Read the data below line by line and copy each one with "like" in it.
### Records shown ###
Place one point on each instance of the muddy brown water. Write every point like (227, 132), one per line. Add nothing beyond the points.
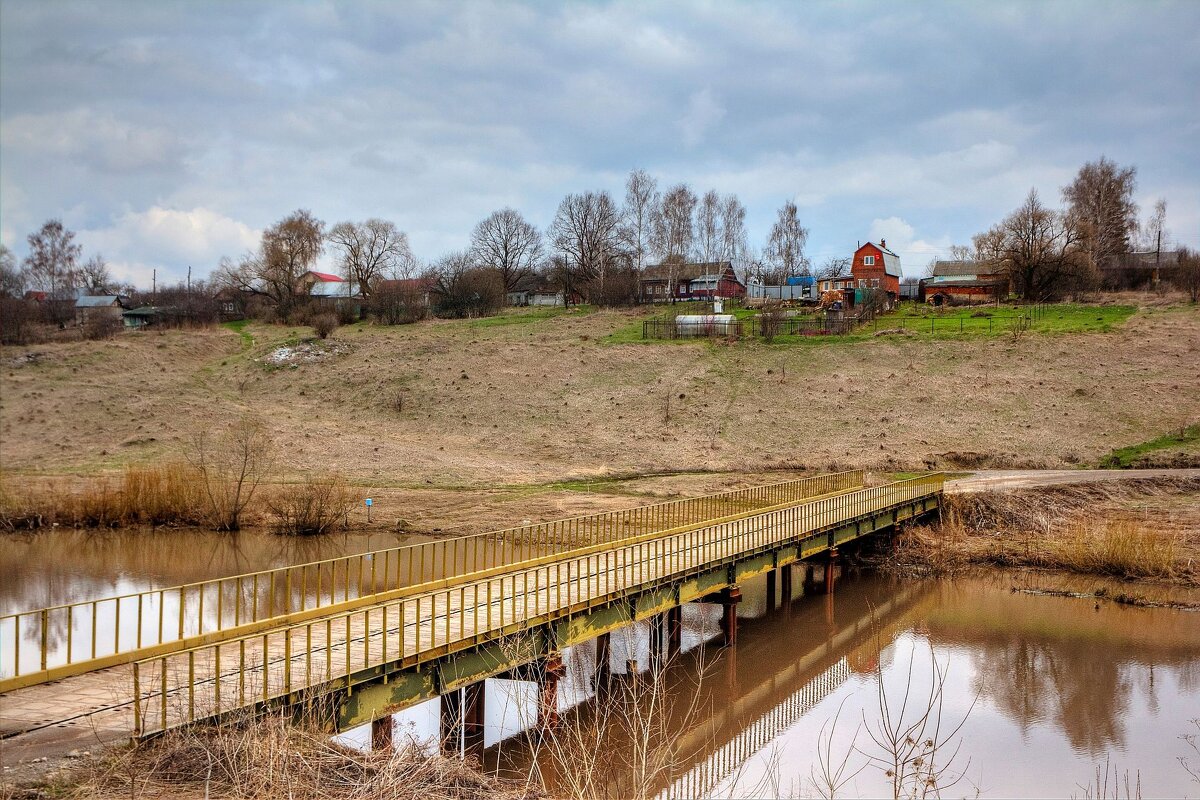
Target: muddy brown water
(1048, 689)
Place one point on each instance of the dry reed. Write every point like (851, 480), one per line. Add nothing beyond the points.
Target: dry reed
(1086, 529)
(280, 757)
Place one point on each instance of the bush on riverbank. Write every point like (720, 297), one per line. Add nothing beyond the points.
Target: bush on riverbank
(1096, 529)
(275, 757)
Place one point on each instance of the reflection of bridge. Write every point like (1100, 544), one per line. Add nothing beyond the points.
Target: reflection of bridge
(786, 690)
(383, 630)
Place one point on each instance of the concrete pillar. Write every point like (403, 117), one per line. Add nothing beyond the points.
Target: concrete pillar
(730, 599)
(604, 655)
(551, 672)
(675, 631)
(382, 733)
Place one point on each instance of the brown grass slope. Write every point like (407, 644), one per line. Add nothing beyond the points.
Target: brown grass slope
(546, 400)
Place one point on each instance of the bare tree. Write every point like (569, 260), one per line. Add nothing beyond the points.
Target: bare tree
(370, 251)
(637, 216)
(1039, 250)
(95, 277)
(733, 230)
(12, 281)
(505, 242)
(232, 465)
(52, 263)
(586, 234)
(1187, 274)
(289, 248)
(462, 288)
(708, 227)
(785, 247)
(1101, 203)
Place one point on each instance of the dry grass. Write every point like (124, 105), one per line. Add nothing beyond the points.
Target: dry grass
(546, 398)
(275, 757)
(160, 494)
(1128, 529)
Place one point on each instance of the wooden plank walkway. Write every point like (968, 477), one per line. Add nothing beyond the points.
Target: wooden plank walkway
(221, 678)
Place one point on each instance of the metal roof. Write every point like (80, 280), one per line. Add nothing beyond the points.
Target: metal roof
(97, 301)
###
→ **Response below**
Place one point on each instance of the muddy brown water. Write every point like (227, 132), one per line. Add nothing beyond the points.
Place one point on each instance of the dry reed. Write every point like (851, 480), one per line. Add nothing beyond the points.
Place one point on each instance of the bush on riverbank. Write every point like (720, 297), one per line. Add nothing beyond the points.
Place one point on each instance of the reflection of bridge. Write every point like (1100, 544), one per line. Add nothing beyond the points.
Place one point on each instance of the concrete pillar. Write every point like (403, 117), one per line. Add nothing beyond the points.
Place one point on each instance of the brown grass slope. Write every point like (407, 644), one per line. Add nothing beyond the points.
Place one point on each instance of the bare tree. Write every point like (569, 260), one per line. Add nothing beyond the points.
Place one point on each instance of the dry grass. Write every point like (124, 105), one per line. Add nothing beyond the points.
Place one point on each instance of the wooden plank walkway. Write every point like (968, 477), one per line. Add nothing beyond the points.
Place one point on each instance of the metal roof. Write every point like (80, 280), one per line. Add nothing beyond the points.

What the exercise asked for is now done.